(Stored dataset items)
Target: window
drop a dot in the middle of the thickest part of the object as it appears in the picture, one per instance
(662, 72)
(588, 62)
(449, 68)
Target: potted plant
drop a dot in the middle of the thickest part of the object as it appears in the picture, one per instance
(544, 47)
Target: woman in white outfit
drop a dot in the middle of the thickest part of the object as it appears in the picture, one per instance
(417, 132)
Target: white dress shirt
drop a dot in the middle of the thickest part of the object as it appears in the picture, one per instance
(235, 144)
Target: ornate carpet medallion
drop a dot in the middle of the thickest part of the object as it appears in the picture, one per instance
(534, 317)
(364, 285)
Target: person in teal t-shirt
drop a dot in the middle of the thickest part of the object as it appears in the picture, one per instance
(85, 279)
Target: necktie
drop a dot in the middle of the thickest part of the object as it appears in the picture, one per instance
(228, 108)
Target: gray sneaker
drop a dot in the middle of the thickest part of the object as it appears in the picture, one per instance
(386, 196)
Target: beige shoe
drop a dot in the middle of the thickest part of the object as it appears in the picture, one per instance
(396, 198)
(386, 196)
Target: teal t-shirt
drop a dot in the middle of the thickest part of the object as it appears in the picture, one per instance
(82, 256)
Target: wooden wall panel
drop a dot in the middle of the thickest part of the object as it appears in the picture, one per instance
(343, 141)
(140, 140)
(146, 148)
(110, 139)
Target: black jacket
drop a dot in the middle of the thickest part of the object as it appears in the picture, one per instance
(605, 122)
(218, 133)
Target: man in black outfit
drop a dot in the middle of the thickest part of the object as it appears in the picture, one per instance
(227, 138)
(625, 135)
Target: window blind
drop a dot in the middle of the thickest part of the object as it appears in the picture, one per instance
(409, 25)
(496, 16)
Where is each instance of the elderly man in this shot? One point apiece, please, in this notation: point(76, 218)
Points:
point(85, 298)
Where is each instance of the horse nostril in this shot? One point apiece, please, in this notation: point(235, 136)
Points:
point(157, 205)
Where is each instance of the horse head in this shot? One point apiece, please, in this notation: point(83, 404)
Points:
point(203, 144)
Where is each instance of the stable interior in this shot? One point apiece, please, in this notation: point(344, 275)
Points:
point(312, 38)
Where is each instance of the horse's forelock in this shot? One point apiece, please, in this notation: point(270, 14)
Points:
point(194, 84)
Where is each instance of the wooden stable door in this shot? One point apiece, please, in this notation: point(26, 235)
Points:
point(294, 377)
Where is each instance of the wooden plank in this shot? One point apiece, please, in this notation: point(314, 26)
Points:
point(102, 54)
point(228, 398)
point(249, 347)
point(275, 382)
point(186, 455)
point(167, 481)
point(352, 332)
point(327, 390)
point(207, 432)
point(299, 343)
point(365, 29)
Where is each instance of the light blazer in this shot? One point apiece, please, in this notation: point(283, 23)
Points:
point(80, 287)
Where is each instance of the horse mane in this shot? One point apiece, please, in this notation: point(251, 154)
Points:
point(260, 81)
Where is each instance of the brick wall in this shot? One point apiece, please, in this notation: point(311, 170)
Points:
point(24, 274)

--

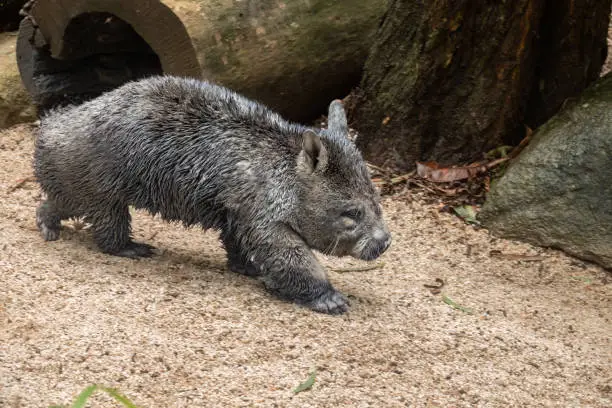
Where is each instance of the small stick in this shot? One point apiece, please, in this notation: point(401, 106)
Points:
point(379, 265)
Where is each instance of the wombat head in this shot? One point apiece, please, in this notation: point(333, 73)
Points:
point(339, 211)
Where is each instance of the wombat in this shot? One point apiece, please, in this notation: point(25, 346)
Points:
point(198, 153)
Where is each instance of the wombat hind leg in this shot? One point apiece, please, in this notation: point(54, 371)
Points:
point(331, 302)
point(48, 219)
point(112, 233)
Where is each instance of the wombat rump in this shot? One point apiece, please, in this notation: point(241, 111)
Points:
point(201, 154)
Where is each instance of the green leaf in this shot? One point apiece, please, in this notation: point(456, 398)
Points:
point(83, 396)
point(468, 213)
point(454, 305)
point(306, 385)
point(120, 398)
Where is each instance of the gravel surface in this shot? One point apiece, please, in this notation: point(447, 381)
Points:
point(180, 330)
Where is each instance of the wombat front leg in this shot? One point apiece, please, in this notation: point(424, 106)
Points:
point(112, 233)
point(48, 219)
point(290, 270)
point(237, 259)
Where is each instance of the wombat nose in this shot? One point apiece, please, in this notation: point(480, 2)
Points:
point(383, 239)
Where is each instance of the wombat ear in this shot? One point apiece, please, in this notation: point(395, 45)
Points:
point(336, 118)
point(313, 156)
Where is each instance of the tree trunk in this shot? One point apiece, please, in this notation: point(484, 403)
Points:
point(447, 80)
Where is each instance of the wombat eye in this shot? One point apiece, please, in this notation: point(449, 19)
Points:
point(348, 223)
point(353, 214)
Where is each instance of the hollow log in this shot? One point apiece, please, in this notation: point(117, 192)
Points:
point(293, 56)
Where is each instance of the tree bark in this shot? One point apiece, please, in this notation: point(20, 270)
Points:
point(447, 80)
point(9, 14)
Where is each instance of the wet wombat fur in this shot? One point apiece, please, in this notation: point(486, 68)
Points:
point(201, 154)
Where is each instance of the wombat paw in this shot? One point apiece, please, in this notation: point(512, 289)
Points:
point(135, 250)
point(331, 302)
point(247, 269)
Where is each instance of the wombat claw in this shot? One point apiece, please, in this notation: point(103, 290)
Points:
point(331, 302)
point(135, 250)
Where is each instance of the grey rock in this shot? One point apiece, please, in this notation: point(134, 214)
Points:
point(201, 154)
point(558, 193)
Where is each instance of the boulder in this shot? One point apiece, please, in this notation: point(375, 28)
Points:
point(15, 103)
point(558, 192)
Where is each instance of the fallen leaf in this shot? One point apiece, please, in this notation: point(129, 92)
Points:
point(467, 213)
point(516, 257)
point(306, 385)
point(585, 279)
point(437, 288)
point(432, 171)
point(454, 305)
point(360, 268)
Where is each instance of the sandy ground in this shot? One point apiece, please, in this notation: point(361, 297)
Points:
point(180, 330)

---

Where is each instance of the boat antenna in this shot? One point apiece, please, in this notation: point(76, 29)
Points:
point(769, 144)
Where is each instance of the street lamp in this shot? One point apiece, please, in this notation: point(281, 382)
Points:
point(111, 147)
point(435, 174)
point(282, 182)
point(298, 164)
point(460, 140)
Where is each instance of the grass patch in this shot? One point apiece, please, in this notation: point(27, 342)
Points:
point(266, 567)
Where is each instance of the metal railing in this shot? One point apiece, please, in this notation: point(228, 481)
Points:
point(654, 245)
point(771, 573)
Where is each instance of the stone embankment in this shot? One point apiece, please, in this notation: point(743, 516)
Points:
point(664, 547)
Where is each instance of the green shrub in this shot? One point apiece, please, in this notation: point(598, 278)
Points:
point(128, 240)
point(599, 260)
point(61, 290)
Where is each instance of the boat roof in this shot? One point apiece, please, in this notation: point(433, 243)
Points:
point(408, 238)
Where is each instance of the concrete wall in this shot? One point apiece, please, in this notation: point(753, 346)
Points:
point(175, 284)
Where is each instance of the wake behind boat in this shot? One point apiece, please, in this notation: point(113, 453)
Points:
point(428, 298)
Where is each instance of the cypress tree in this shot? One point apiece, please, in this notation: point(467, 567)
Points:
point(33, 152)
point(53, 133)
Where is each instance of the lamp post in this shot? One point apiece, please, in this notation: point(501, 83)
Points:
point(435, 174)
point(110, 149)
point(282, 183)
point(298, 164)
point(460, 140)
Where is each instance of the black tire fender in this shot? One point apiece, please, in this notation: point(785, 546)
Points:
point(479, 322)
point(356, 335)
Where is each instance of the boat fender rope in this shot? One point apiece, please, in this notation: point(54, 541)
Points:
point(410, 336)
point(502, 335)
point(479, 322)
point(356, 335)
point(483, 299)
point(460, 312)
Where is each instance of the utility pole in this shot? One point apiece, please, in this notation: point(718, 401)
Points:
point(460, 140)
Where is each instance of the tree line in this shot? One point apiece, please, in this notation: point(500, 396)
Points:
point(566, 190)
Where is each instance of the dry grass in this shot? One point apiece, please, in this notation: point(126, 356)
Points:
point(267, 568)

■ **Task brief**
Rewrite the rows from the line with "Where is each instance of the wombat nose" to the line with "point(313, 156)", request lines included. Scale every point coordinate in the answers by 2.6 and round each to a whole number, halves up, but leave the request lines and their sample points unchanged.

■ **Solution**
Where is each instance of the wombat nose in this shot? One point apiece, please, in this notation: point(480, 2)
Points:
point(996, 621)
Where is each instance of the wombat ear in this shot? One point apiece, please, in this notation: point(395, 45)
Points:
point(874, 307)
point(814, 406)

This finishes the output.